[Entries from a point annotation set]

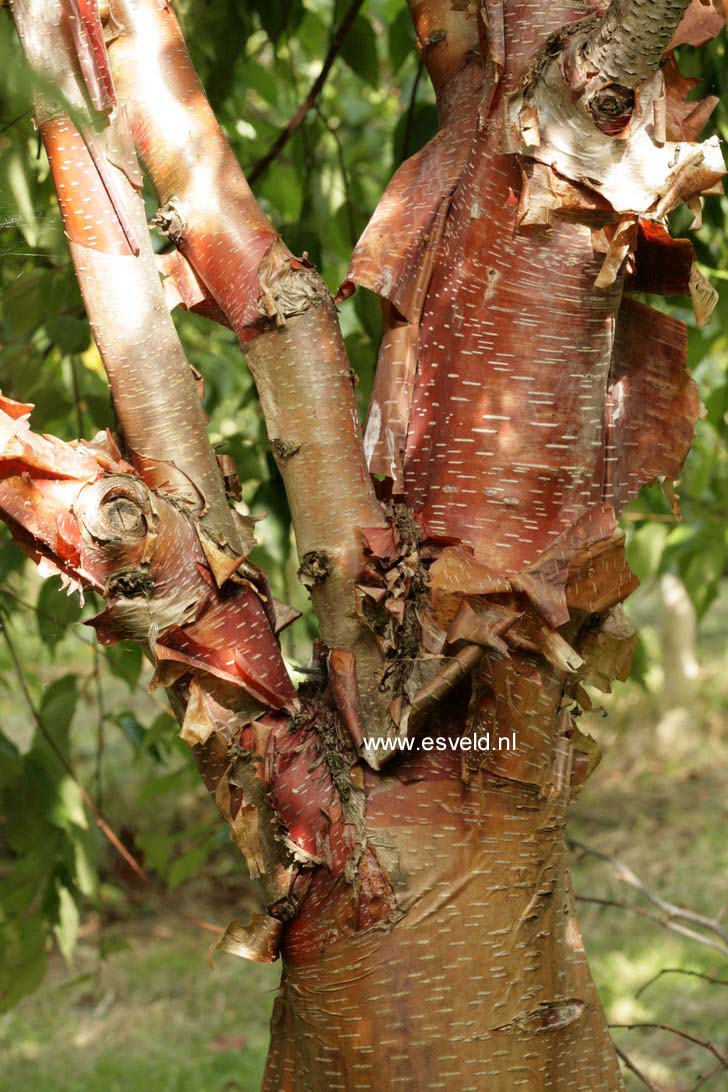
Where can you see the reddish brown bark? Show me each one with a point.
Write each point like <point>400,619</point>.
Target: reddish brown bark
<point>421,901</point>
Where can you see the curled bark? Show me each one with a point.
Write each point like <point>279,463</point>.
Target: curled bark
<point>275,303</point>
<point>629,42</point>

### Given task
Update the records by replacing every "bark" with "trunk" and changing nothing else, and leave the pictures out of your answer.

### Written answer
Where can you see the reddish brown trunk? Show me each one with a point.
Write each point like <point>400,619</point>.
Target: reddish brown trunk
<point>421,901</point>
Where can you see the curled trunk? Show me each one with a point.
Write each point like <point>279,463</point>.
Target: curled trunk
<point>275,303</point>
<point>629,42</point>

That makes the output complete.